**Directive**:
Recast the material below as a numbered list, starting at the line that contains "Look at the photo above. Which pixel sits on the sheet" and ending at the line that contains "pixel 515 319". Include both of those lines and leave out any blank lines.

──────── Extracted information

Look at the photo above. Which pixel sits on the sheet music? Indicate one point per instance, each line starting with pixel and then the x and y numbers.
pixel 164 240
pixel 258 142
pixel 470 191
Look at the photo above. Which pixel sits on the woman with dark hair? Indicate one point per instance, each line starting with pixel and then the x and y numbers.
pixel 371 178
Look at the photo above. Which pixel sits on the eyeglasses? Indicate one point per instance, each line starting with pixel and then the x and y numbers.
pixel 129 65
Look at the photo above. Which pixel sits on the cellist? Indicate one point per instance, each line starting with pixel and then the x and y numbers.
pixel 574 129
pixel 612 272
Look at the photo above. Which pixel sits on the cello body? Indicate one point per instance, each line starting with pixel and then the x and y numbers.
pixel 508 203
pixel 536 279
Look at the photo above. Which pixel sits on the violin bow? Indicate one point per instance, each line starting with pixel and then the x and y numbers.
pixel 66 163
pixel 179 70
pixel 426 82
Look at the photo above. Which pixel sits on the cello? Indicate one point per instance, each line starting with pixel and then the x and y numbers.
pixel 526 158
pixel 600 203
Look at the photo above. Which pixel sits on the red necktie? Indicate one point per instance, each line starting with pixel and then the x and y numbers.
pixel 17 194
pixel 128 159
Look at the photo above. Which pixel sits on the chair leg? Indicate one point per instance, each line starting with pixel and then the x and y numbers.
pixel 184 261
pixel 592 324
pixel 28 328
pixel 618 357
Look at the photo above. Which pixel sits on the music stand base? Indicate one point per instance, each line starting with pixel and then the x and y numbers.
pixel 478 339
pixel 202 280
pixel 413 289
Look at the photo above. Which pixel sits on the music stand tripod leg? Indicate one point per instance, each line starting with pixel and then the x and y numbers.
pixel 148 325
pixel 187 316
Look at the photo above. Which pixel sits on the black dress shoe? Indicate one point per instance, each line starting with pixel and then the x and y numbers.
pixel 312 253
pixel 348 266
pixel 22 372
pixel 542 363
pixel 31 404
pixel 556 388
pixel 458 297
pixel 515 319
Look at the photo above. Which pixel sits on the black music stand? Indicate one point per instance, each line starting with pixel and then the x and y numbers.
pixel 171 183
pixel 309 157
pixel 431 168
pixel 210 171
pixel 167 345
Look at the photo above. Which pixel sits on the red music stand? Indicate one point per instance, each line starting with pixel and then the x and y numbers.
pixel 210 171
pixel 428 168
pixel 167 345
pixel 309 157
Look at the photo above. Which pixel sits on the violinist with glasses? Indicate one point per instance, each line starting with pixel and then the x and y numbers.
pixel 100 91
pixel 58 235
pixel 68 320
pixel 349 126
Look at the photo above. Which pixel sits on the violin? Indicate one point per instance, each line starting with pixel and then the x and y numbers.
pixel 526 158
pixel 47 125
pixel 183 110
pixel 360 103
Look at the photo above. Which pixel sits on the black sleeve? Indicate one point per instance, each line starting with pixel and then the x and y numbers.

────────────────
──────── Extracted information

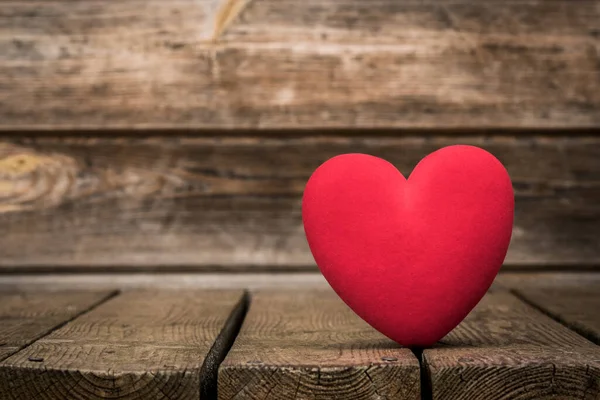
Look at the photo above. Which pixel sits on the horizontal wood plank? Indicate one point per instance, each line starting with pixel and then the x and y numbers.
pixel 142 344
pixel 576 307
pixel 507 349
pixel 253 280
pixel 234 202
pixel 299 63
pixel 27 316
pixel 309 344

────────────────

**Reply**:
1. Look at the photo above. Which pixel sits on the sheet music? Indicate one point per instance, each line starting with pixel and then the x and y numbers.
2. pixel 164 240
3. pixel 258 142
4. pixel 470 191
5. Look at the photo above. Which pixel sits on the woman with dark hair? Indicate one point per instance, each line starting with pixel and then the x and y numbers.
6. pixel 371 178
7. Look at the photo above. Which pixel sits on the eyeglasses? Indicate one point per instance, each line starting with pixel and then the x and y numbers.
8. pixel 129 65
9. Look at the photo above. Which pixel sits on the cellist? Indicate one point per instance, each line starting with pixel and then the x and y numbers.
10. pixel 574 129
11. pixel 612 272
12. Look at the photo above. Which pixel sits on the cello body? Indicate one point per instance, each line starting with pixel and then the x and y numbers.
13. pixel 508 203
14. pixel 536 279
15. Look at the photo above. Which pixel sits on the violin bow? Indicate one point per instance, each line starting with pixel and then the x and y numbers.
16. pixel 66 163
17. pixel 179 70
18. pixel 426 82
19. Look at the photo above. Which pixel sits on the cello? Indicate one point per instance, each line starting with pixel and then the x and y numbers.
20. pixel 526 158
21. pixel 600 203
22. Look at the photo above. Which pixel sits on the red necktie? Indicate one point per instance, each line starting with pixel and then the x and y numbers.
23. pixel 17 194
24. pixel 128 159
25. Look at the photo above. Which pixel sits on the chair leg? Indicate one point per instance, each line starting with pixel and then the x and y numbers.
26. pixel 184 261
27. pixel 592 324
28. pixel 28 328
29. pixel 618 357
30. Look at the photo above. Which pixel sits on the music stand base? Indicate one point per instance, each line starting with pixel and then the x and y numbers.
31. pixel 478 339
32. pixel 202 280
33. pixel 413 289
34. Look at the photo above. Which pixel sits on the music stand tripod leg? Indicate one point per instance, each line starting with pixel and then the x and y numbers.
35. pixel 148 325
36. pixel 187 316
37. Look at the photo above. Which pixel sits on the black dress shoe? Indicate one point per instance, each line starting with pixel and then the x and y numbers.
38. pixel 312 253
39. pixel 348 266
40. pixel 22 372
41. pixel 542 363
42. pixel 31 404
43. pixel 556 388
44. pixel 458 297
45. pixel 515 319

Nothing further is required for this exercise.